### Task prompt
For each line of the listing that contains "vanity", make a copy and return it.

++++++++++

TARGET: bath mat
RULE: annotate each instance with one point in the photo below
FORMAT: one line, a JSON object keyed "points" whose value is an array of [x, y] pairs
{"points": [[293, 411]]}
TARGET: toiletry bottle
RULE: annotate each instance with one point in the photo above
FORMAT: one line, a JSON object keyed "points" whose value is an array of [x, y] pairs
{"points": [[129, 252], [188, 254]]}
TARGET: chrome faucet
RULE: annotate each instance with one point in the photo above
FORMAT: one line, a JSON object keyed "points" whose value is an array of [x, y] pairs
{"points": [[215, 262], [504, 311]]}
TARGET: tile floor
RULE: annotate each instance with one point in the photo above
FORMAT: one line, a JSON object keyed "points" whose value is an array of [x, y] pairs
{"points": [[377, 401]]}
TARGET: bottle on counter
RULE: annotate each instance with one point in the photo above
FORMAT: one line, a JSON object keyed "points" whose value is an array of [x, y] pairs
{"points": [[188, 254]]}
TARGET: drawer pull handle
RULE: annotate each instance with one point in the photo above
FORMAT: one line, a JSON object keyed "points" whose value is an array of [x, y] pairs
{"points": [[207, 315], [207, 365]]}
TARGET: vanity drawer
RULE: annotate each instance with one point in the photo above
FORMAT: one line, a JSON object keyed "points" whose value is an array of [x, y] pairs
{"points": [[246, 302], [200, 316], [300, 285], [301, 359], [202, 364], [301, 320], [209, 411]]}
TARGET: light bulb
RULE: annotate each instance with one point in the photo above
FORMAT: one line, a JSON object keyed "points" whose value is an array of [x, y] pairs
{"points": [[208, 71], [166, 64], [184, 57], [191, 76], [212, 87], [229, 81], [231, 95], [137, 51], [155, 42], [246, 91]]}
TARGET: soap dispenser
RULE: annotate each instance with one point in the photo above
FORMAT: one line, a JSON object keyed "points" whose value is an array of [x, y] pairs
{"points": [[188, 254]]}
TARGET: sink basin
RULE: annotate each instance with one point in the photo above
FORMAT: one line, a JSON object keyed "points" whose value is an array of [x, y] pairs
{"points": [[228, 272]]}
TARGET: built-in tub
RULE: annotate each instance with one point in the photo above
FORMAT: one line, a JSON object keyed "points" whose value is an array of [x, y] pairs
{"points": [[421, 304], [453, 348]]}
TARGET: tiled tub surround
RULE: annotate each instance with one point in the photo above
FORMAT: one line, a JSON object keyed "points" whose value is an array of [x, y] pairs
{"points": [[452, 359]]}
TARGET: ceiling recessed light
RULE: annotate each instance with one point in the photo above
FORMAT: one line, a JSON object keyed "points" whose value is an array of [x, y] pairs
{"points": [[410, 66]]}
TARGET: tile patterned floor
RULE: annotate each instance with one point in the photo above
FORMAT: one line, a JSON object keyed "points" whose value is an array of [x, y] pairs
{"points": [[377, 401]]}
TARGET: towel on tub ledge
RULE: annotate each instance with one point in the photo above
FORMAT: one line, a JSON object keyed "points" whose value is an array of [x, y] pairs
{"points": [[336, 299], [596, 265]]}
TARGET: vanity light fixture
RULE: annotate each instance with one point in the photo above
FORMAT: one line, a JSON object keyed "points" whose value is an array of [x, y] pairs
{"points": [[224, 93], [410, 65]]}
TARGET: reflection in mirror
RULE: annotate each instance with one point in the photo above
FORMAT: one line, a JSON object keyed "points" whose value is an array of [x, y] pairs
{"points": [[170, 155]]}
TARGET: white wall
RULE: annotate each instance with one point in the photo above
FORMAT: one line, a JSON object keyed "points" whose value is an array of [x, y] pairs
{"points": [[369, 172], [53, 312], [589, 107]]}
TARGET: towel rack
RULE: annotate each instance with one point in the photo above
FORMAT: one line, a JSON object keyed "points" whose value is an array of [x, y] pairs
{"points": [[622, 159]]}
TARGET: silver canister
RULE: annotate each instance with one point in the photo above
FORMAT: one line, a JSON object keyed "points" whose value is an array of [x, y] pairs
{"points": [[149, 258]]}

++++++++++

### Your response
TARGET: vanity drawer
TARGET: vanity light fixture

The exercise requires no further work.